Information shown: Begin

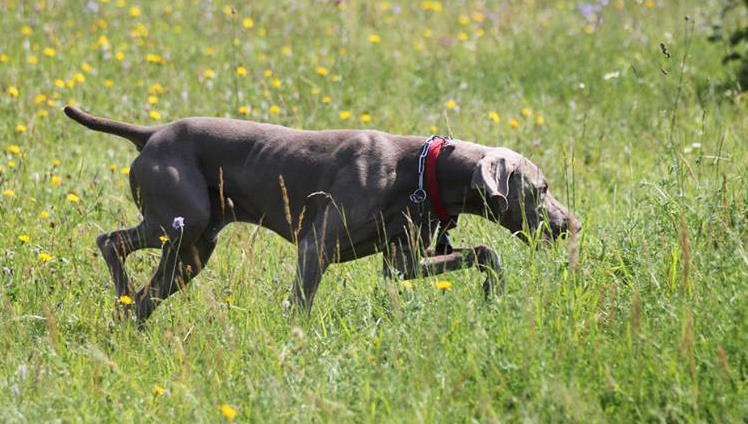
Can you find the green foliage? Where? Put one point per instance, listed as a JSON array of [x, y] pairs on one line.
[[731, 30], [648, 326]]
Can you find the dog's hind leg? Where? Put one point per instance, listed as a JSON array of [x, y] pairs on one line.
[[175, 270], [115, 246]]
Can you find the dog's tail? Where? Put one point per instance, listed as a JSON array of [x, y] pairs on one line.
[[138, 134]]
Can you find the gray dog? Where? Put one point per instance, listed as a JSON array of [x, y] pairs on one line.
[[339, 195]]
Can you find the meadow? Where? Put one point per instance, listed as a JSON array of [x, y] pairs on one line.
[[643, 319]]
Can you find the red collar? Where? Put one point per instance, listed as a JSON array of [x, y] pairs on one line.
[[435, 146]]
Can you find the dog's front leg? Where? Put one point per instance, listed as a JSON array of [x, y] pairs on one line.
[[482, 257], [312, 262]]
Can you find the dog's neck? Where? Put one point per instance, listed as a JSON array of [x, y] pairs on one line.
[[455, 168]]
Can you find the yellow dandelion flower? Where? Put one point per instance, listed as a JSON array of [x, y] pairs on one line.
[[443, 285], [140, 31], [102, 42], [156, 89], [228, 412], [431, 6], [154, 58]]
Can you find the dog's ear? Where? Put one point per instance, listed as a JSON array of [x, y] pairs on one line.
[[491, 175]]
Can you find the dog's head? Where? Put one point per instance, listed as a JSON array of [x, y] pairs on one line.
[[516, 192]]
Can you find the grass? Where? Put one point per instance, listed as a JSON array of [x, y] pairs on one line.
[[648, 150]]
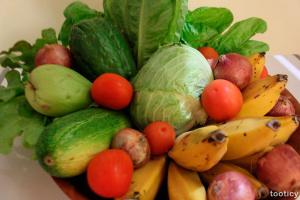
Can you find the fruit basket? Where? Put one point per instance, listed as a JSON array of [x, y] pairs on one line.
[[177, 106], [76, 188]]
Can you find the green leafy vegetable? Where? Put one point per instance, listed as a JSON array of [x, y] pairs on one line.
[[16, 115], [74, 13], [16, 118], [204, 23], [238, 35], [147, 24], [14, 88], [168, 87], [22, 54]]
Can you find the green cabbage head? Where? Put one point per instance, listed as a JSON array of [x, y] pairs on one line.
[[168, 86]]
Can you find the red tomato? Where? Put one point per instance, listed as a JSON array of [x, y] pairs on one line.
[[209, 52], [109, 173], [112, 91], [222, 100], [161, 137], [264, 73]]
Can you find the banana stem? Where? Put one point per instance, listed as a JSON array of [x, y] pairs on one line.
[[273, 124], [217, 136]]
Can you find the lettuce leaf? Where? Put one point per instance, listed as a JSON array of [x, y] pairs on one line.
[[168, 86], [204, 23], [238, 36], [147, 24], [74, 13]]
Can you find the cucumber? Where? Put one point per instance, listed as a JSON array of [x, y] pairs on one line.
[[66, 146]]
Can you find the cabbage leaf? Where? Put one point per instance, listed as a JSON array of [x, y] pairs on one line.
[[168, 86]]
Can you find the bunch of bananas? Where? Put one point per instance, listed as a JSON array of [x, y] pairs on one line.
[[236, 145]]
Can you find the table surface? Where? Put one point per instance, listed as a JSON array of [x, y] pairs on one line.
[[22, 178]]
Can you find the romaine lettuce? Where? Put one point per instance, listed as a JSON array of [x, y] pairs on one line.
[[168, 86], [147, 24]]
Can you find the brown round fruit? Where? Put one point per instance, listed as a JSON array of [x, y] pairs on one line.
[[135, 144], [283, 107], [234, 68], [230, 185], [53, 54]]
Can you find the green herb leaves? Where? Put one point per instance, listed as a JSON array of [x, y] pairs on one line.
[[22, 54], [236, 39], [16, 115], [205, 26]]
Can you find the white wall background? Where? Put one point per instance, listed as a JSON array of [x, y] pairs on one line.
[[23, 19]]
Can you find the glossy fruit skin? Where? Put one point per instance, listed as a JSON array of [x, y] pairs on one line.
[[234, 68], [209, 52], [55, 90], [53, 54], [161, 137], [112, 91], [279, 169], [230, 186], [221, 100], [109, 174], [135, 144], [283, 107], [264, 73]]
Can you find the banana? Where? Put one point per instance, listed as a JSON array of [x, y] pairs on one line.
[[257, 61], [184, 184], [261, 96], [146, 180], [288, 124], [250, 135], [261, 190], [250, 162], [200, 149]]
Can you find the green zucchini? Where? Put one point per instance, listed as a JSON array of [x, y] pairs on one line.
[[66, 146]]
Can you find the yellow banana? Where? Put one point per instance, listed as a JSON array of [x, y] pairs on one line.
[[200, 149], [288, 124], [184, 184], [257, 61], [250, 162], [261, 96], [261, 190], [147, 180], [249, 135]]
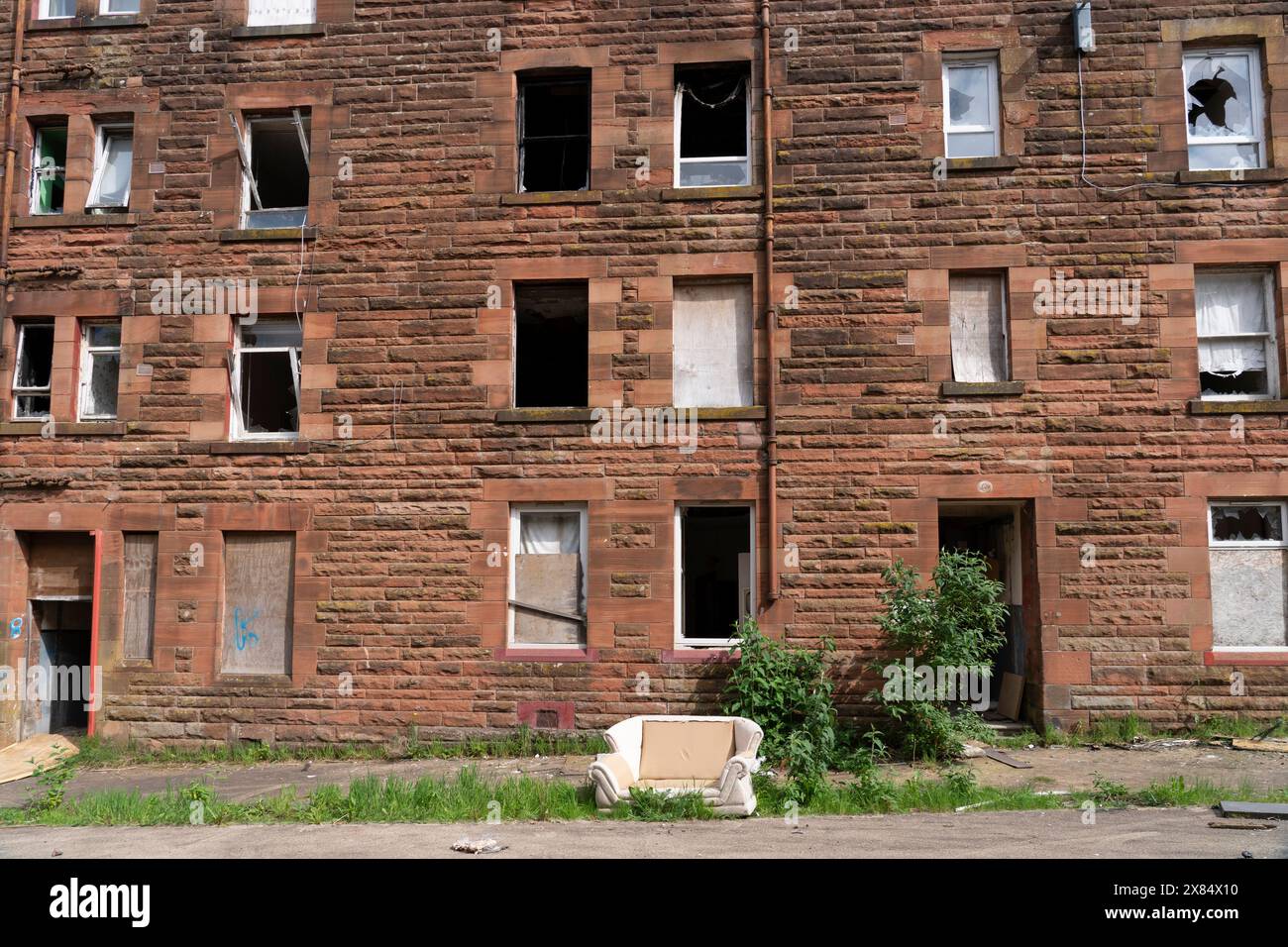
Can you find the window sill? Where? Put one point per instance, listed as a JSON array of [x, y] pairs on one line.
[[999, 162], [550, 197], [240, 236], [98, 22], [979, 389], [1267, 406], [568, 655], [1250, 175], [261, 447], [712, 193], [544, 415], [254, 33], [715, 655], [1220, 659], [76, 221]]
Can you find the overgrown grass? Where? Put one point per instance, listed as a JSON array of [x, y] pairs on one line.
[[102, 754], [469, 797]]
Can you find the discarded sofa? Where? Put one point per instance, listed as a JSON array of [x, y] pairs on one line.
[[711, 755]]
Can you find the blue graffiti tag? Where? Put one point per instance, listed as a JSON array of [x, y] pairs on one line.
[[243, 635]]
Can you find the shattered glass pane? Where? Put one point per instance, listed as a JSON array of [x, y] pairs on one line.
[[1247, 523]]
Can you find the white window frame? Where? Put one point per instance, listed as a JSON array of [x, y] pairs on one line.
[[516, 510], [43, 12], [675, 134], [35, 170], [1269, 338], [104, 12], [1249, 544], [235, 407], [248, 202], [995, 101], [102, 133], [254, 18], [86, 369], [1258, 102], [683, 643], [16, 390]]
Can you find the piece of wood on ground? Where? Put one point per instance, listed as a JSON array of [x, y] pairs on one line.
[[1004, 758], [20, 761], [1253, 809], [1013, 693], [1261, 745]]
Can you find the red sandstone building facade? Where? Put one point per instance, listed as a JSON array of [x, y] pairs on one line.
[[325, 324]]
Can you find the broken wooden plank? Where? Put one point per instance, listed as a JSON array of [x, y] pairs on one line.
[[20, 761], [1253, 809], [1004, 758]]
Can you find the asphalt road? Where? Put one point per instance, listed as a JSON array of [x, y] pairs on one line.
[[1116, 834]]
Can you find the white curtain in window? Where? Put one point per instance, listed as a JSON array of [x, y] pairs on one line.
[[1231, 304], [549, 534], [978, 329]]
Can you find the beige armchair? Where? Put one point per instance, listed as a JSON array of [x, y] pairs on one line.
[[709, 755]]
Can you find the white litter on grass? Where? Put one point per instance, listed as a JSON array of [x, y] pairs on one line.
[[483, 847]]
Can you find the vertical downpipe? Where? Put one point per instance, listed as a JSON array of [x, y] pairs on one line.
[[771, 311]]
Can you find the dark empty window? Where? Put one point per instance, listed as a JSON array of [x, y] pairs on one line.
[[554, 132], [715, 571], [552, 344], [712, 125], [33, 371], [277, 187]]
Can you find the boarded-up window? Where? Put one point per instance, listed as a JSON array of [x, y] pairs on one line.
[[259, 579], [977, 312], [548, 600], [712, 341], [1248, 565], [140, 589]]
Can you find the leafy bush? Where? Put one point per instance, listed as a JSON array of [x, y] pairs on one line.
[[954, 622], [787, 692]]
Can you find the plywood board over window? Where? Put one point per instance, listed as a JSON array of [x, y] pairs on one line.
[[141, 585], [712, 339], [259, 578]]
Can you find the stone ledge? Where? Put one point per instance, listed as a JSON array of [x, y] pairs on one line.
[[969, 389], [1239, 407], [552, 197]]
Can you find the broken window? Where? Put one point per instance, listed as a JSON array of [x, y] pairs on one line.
[[1247, 560], [50, 169], [715, 573], [971, 107], [56, 9], [554, 132], [1236, 334], [259, 595], [266, 379], [114, 158], [711, 364], [279, 12], [977, 316], [274, 155], [1225, 106], [140, 562], [31, 376], [548, 578], [552, 367], [99, 369], [712, 125]]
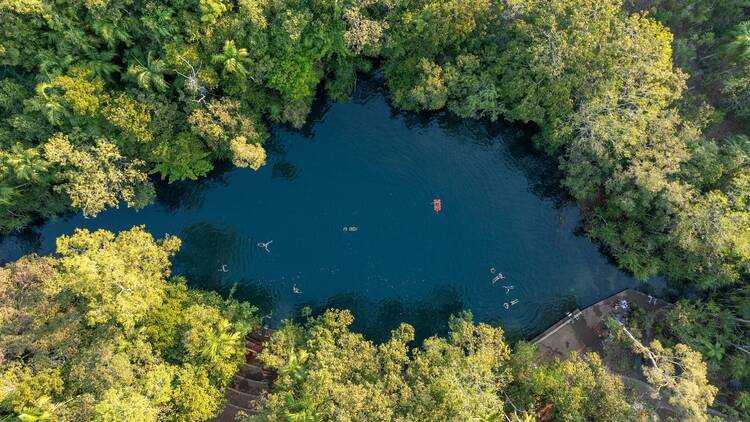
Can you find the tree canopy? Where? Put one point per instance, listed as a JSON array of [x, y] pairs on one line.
[[102, 331]]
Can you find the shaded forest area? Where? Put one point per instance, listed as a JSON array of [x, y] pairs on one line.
[[644, 103]]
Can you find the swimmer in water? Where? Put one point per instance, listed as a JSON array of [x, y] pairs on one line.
[[264, 245]]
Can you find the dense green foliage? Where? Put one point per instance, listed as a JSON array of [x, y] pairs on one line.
[[131, 88], [326, 372], [96, 95], [100, 331]]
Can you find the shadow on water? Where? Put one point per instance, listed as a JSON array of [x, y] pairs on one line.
[[376, 320], [206, 249], [189, 194], [19, 243]]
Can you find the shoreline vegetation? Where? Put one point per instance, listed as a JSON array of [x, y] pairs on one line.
[[644, 104]]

Information shown: End

The problem: Each line from the one containing "Can you find the dense" to the end of the listing above must be printed exactly, and no other line may appear.

Task solution:
Can you find the dense green foliage? Where? Put one point per instance, listed as a JSON array of [x, y] pairs on one line.
[[131, 88], [326, 372], [96, 95], [100, 331]]
Can you find the shadow on water? Where? Put one point per instance, listed as a JSON array of [x, y] pairs on one line.
[[376, 320], [206, 249], [189, 194], [19, 243]]
Can you find the shoreline vegetation? Where? Put one point per instance, listed as a JSON array of [x, y] pairs on one line.
[[644, 104]]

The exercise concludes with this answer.